EXERCISE GOAL:
In the entries that follow, which lines hold the string "roof"? List them.

-- Opening Marker --

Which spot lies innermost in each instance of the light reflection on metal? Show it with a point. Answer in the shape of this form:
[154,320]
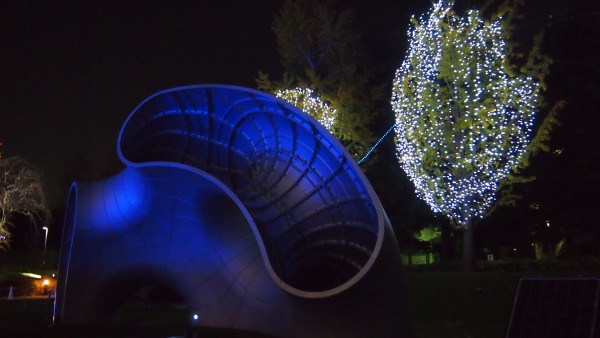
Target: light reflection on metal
[244,206]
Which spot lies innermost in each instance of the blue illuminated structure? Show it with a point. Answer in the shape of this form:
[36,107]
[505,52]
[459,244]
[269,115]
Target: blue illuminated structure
[246,207]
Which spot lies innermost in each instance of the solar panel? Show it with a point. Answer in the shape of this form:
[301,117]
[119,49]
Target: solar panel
[555,307]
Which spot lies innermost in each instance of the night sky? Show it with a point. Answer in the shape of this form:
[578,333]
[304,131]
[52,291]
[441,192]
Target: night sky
[71,74]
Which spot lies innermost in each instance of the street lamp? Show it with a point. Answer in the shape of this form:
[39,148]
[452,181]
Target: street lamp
[45,242]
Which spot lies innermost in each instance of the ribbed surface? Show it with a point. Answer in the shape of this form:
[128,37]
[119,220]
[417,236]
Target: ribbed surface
[317,220]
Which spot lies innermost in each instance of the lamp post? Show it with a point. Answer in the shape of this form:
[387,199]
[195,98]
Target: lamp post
[45,242]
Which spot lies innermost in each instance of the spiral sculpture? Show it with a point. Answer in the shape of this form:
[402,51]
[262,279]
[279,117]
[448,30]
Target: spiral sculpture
[246,207]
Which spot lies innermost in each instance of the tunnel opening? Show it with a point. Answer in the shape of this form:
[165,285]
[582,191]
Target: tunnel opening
[315,217]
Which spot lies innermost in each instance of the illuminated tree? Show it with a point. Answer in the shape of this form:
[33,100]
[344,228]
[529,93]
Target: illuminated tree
[464,114]
[320,50]
[21,193]
[306,99]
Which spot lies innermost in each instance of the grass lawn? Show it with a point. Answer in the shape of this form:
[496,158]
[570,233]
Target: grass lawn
[459,304]
[442,304]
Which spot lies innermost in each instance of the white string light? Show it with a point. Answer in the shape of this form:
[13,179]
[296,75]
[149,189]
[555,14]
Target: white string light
[462,123]
[309,102]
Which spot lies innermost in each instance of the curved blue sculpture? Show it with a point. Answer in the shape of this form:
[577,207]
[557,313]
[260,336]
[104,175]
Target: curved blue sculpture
[246,207]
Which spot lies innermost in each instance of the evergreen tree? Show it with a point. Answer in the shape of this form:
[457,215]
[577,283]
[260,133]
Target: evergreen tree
[465,112]
[320,53]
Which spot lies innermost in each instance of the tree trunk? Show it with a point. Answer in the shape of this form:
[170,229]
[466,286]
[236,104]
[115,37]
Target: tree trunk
[468,256]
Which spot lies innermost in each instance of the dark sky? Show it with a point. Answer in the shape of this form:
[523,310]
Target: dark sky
[71,74]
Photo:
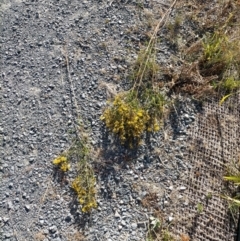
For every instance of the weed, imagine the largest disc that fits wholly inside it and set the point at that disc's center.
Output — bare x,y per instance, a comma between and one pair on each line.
62,162
185,237
140,109
209,195
84,183
167,236
199,207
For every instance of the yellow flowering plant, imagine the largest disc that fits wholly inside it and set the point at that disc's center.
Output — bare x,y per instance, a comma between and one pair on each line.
62,162
84,183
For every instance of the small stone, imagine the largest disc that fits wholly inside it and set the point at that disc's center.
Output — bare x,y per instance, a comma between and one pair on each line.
117,215
53,229
68,219
123,223
8,235
182,188
134,226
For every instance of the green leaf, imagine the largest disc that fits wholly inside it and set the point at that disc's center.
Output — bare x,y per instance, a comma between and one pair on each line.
224,98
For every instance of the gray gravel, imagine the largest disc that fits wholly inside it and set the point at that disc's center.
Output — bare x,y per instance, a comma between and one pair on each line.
101,39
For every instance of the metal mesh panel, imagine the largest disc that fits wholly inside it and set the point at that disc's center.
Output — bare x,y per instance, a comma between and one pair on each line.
214,145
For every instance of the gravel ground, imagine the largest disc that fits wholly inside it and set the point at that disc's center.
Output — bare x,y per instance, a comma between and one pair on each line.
101,39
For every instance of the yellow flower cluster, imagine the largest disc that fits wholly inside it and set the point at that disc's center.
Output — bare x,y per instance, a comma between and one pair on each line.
126,119
86,192
62,162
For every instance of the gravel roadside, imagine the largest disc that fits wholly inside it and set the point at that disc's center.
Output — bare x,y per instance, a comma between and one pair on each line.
100,39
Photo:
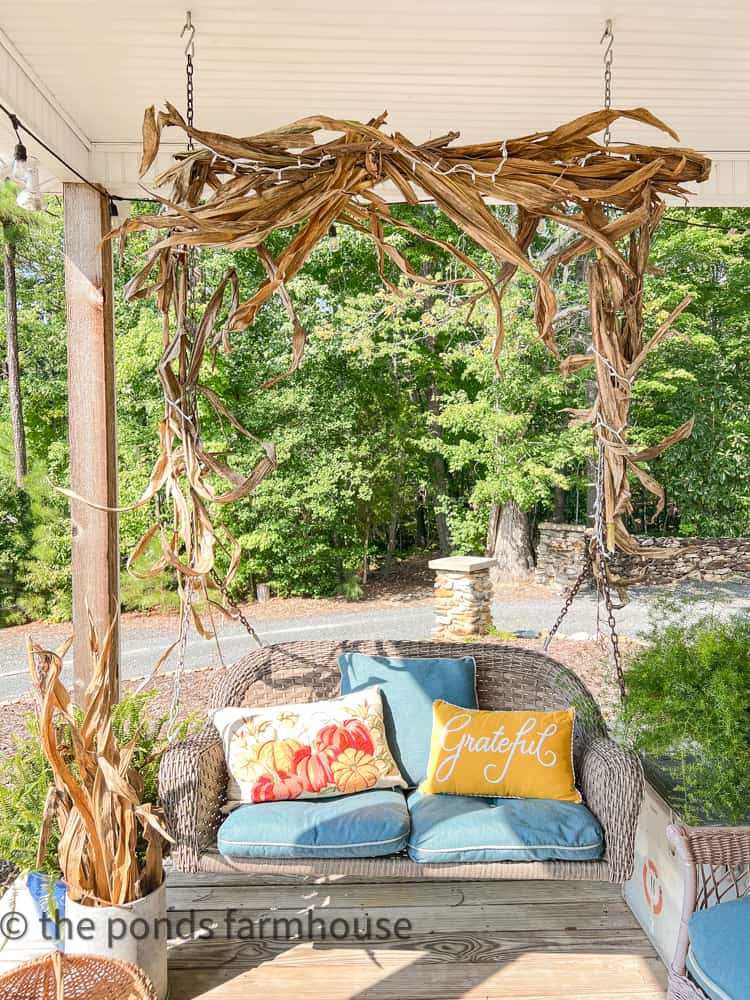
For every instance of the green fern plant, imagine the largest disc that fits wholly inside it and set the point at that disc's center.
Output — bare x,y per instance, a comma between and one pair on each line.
688,701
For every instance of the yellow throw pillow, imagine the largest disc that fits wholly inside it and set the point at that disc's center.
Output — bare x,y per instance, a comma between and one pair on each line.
526,755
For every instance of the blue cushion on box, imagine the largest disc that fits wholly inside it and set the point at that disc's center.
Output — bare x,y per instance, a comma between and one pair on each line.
719,958
362,825
408,687
464,828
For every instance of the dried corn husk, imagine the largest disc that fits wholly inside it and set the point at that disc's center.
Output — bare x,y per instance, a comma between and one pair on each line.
96,797
236,191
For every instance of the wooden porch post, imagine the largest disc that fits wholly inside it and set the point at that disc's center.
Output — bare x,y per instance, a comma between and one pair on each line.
92,426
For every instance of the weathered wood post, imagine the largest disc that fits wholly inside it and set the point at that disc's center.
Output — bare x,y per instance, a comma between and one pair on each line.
92,426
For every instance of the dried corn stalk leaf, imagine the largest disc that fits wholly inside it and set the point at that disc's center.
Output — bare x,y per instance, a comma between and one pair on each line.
234,192
97,802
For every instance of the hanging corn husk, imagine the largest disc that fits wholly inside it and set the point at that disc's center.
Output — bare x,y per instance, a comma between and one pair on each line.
96,796
235,192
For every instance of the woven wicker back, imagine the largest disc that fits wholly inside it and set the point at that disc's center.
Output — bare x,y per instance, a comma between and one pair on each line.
83,977
508,677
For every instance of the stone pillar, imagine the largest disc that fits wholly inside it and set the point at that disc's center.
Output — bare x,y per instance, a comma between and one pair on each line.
560,554
463,594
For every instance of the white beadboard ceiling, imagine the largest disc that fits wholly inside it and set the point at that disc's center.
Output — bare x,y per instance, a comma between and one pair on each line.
81,71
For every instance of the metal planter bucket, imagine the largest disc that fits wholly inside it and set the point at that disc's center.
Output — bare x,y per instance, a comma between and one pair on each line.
135,932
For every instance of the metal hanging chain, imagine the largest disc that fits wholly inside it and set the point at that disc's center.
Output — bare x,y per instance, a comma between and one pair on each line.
598,543
189,90
584,575
235,606
174,707
188,313
609,38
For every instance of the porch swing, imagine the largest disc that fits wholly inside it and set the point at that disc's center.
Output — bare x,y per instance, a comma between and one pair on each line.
606,195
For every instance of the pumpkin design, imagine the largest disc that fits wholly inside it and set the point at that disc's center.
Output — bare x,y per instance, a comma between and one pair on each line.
312,769
279,754
245,764
350,734
354,771
268,789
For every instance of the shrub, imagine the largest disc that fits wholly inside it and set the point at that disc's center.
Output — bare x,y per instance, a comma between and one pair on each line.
688,700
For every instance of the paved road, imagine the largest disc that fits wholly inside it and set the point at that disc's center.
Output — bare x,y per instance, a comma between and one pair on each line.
140,651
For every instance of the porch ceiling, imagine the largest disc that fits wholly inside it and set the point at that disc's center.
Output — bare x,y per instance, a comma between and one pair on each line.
80,72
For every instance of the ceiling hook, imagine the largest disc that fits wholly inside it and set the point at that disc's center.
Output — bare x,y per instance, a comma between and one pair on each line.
189,26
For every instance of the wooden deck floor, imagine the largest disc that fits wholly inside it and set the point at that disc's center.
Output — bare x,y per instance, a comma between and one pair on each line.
520,940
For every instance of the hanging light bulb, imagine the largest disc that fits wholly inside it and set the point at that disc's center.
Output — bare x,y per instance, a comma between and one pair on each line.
20,164
31,197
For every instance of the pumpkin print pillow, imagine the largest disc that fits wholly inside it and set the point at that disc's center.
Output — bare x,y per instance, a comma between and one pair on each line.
307,751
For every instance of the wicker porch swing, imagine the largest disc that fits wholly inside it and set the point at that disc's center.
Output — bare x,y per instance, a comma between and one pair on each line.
235,192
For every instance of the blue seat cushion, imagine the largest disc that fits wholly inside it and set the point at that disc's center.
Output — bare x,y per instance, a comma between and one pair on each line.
719,958
408,686
463,828
362,825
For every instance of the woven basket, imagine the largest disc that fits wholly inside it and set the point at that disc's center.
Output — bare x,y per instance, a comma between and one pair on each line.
76,977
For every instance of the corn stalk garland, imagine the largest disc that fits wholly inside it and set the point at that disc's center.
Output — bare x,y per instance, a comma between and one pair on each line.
96,795
235,192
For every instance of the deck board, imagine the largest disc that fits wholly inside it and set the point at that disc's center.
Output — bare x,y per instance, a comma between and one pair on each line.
489,940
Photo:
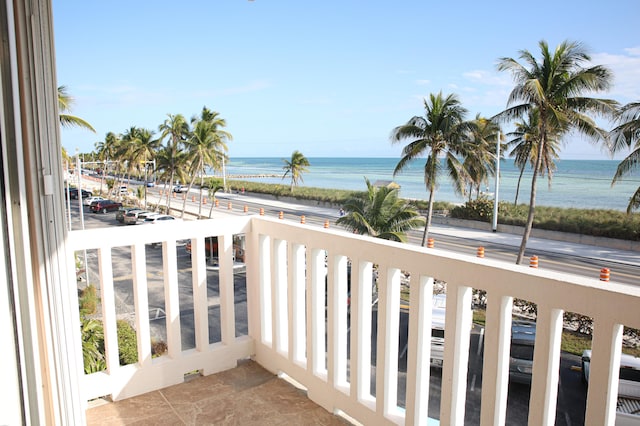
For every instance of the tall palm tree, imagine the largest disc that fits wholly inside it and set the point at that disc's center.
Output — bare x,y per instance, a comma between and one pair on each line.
106,151
176,129
143,150
627,134
221,136
556,86
524,149
480,153
440,133
381,214
204,148
295,167
65,102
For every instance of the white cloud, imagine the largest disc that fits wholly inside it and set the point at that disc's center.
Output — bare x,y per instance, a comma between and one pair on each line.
626,73
489,78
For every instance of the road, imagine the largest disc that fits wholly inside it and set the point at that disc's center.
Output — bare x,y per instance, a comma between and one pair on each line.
571,395
575,263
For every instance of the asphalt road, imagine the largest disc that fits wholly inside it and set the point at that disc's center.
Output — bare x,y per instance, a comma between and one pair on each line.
571,395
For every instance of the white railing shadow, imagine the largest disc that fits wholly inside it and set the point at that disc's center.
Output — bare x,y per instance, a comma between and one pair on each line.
328,351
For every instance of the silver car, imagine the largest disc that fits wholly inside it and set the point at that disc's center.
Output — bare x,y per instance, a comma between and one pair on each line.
523,337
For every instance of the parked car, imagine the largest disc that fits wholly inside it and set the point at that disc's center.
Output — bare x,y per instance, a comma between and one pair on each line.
87,201
122,211
211,249
628,405
438,310
105,206
523,336
131,217
159,218
73,193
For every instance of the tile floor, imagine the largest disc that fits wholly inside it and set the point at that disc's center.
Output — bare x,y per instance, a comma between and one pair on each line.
246,395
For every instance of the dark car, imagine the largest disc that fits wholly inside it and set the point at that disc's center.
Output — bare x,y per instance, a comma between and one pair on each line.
122,211
73,193
180,189
523,337
105,206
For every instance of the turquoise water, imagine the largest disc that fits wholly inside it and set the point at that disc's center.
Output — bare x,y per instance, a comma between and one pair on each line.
576,183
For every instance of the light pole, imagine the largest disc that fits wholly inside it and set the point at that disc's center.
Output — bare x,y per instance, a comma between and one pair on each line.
495,199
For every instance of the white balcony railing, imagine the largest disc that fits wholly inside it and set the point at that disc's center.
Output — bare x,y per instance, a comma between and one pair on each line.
290,331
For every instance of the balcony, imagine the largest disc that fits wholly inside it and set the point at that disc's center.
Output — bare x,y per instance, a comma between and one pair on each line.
275,309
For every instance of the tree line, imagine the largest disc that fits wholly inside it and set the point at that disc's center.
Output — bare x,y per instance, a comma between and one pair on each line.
551,98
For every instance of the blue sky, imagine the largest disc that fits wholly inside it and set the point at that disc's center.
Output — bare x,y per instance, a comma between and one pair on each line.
329,78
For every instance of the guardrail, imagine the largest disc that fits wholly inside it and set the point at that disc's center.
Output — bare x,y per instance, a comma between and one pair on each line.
290,331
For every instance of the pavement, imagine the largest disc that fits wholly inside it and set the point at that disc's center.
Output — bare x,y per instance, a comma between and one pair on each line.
507,239
553,246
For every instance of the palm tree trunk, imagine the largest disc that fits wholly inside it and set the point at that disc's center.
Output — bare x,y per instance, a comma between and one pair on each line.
515,202
200,197
429,214
169,193
532,203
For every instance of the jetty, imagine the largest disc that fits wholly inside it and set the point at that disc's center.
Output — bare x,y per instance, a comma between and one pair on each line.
244,176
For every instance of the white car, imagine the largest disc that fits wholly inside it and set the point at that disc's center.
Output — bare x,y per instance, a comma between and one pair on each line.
87,201
438,310
628,387
159,218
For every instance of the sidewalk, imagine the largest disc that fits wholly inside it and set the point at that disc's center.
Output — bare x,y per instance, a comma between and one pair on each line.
560,247
514,240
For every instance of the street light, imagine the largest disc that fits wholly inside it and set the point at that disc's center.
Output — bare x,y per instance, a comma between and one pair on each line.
495,199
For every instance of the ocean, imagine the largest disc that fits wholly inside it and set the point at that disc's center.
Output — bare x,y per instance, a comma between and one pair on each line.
582,184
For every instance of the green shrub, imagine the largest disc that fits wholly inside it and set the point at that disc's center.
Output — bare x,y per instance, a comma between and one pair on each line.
480,209
158,348
127,343
88,301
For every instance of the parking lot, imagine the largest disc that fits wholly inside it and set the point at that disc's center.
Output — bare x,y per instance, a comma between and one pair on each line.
571,392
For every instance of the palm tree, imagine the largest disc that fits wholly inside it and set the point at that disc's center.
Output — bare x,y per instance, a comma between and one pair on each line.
65,101
480,153
171,164
556,86
525,152
295,167
176,129
204,149
441,133
627,134
217,152
143,150
106,151
381,214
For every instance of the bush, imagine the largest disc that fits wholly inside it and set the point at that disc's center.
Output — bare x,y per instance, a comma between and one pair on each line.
158,348
127,343
480,209
88,301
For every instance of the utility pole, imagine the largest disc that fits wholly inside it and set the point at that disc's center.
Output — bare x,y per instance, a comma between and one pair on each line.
495,199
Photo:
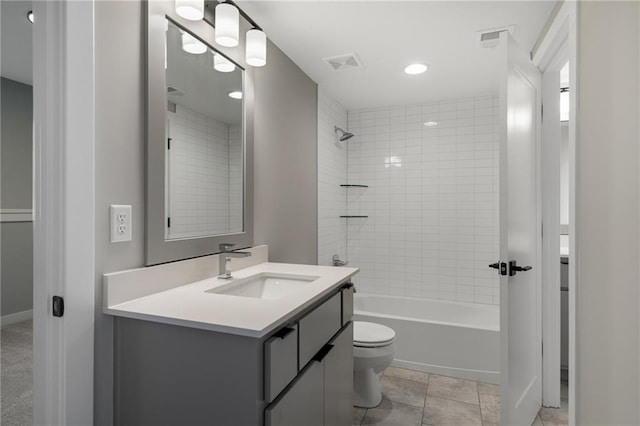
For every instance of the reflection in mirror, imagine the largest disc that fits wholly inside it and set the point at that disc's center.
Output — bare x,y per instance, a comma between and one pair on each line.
204,160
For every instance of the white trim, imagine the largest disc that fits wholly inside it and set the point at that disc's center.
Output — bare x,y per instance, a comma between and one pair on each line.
484,376
16,317
16,215
64,230
551,239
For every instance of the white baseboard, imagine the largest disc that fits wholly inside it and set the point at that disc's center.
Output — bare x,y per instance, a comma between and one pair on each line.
15,318
461,373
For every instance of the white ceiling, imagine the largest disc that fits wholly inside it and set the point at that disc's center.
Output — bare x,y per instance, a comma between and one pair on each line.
388,35
16,48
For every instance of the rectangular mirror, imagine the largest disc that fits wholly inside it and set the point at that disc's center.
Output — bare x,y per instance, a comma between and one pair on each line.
204,127
199,139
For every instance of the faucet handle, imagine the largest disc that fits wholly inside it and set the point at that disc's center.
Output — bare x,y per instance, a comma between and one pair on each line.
225,247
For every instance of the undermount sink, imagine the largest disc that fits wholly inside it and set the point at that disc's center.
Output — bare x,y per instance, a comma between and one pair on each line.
266,285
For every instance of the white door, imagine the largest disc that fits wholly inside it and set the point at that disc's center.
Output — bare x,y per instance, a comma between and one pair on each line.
520,236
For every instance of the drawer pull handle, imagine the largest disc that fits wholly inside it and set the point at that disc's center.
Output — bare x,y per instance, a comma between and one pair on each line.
348,286
284,332
322,353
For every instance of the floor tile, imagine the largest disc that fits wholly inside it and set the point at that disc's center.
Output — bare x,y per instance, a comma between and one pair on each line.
537,421
358,415
452,388
447,412
391,413
488,389
403,373
489,409
551,416
404,391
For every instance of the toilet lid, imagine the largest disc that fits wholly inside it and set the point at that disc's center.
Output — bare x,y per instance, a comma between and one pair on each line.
369,334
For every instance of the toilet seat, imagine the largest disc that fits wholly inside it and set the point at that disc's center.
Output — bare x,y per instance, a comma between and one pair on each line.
372,335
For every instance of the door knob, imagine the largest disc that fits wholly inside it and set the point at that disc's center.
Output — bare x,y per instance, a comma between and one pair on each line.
513,268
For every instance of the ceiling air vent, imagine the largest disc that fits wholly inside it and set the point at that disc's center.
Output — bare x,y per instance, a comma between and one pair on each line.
174,92
349,61
491,37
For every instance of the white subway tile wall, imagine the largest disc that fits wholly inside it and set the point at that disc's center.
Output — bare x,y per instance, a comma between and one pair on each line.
332,172
432,201
200,201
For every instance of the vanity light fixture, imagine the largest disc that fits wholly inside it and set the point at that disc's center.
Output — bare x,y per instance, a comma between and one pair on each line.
190,44
256,49
414,69
227,25
192,10
222,64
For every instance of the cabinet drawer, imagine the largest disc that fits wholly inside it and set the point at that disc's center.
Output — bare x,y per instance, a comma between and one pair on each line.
347,302
280,361
302,403
317,328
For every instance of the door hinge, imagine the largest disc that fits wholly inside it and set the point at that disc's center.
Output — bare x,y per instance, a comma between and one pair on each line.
57,308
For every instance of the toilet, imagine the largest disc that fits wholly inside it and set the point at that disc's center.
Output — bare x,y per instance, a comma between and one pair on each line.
373,351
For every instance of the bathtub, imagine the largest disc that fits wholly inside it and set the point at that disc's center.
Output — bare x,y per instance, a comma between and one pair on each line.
450,338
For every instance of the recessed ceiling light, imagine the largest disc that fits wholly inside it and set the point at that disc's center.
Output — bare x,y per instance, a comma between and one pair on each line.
415,69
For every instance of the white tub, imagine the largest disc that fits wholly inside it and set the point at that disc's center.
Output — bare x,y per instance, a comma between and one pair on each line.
450,338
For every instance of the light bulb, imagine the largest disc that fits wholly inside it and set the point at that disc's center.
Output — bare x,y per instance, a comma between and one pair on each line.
227,25
256,55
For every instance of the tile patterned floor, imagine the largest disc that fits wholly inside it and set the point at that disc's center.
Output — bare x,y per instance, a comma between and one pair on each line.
414,398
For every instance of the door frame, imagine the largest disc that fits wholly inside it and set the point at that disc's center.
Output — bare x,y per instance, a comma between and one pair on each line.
557,46
64,207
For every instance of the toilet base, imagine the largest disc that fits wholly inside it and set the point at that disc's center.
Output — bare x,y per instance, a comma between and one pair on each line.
366,388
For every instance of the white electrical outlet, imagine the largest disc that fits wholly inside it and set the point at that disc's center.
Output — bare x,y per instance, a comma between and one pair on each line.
120,223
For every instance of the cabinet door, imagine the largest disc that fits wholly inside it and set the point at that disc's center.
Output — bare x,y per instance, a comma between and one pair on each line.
303,403
338,380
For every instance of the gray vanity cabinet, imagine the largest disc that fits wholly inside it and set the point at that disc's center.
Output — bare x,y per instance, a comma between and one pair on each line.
322,392
301,374
302,403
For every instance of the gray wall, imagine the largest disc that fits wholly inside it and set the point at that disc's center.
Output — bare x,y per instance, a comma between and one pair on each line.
607,216
286,161
281,90
120,165
17,181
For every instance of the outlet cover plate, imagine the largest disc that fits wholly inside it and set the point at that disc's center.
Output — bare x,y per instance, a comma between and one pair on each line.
120,223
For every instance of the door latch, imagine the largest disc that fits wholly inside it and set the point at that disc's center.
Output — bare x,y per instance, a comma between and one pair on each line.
57,308
500,266
513,268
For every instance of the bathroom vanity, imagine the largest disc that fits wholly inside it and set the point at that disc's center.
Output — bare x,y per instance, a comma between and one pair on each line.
273,346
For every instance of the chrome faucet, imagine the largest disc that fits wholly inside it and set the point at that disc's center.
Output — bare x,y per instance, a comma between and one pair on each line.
337,262
225,257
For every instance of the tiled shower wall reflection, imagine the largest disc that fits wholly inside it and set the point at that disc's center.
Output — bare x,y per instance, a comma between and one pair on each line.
432,200
332,172
205,169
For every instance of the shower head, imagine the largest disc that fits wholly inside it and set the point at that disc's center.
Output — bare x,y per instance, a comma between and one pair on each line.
342,135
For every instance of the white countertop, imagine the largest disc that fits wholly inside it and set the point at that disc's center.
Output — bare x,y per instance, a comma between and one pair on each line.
190,305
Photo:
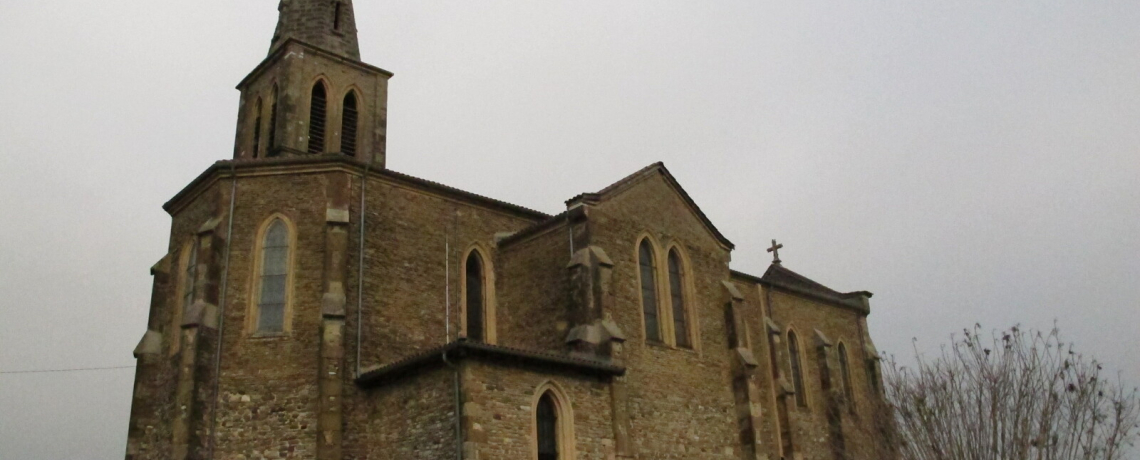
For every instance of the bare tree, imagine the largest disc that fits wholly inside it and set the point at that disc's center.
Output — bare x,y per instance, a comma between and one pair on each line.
1014,395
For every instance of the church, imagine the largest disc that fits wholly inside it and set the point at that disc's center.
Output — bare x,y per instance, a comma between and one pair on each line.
315,304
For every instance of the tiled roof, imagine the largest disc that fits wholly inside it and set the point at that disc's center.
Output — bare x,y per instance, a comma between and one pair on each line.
656,167
463,350
780,277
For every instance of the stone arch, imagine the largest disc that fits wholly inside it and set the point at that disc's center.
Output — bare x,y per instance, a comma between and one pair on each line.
318,115
489,322
258,277
796,366
564,428
676,253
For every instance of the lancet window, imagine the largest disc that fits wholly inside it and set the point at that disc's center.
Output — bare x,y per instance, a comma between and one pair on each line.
273,282
474,296
649,290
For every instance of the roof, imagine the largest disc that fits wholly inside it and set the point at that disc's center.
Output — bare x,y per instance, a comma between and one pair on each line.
782,278
340,161
648,171
465,350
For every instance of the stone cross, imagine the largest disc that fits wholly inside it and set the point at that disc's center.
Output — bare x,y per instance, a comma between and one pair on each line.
775,252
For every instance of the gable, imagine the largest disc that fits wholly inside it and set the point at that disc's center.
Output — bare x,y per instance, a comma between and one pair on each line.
653,187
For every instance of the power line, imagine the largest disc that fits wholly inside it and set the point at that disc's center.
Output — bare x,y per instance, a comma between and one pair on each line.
65,370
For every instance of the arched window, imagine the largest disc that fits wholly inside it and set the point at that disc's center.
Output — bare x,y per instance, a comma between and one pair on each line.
846,375
649,292
273,125
677,294
338,10
797,368
349,124
318,108
187,282
274,279
547,421
257,129
475,296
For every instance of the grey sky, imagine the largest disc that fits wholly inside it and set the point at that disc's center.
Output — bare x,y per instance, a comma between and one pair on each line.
967,161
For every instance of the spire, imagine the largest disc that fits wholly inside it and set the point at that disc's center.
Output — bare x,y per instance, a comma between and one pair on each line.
326,24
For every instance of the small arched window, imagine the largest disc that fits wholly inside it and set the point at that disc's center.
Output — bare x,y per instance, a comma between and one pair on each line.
846,375
677,294
475,296
546,418
273,125
338,10
274,280
318,111
349,120
649,290
797,368
257,129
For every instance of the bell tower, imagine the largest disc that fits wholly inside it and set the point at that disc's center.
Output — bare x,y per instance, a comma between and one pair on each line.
312,95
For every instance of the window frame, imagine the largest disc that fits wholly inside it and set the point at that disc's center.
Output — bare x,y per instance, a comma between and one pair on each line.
564,421
845,376
686,298
355,92
488,279
796,361
324,131
654,254
253,314
187,254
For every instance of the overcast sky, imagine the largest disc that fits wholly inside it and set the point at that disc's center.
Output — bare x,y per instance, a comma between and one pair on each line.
967,162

-- Closing Marker --

ANSWER SPACE:
For every instance of the tiled roof, imagine the largest disc that fits wholly inside it and set the point at that disc's center.
For every instance of the roof, imagine the largest disc that fits wholly inside it and set the point at that disc's center.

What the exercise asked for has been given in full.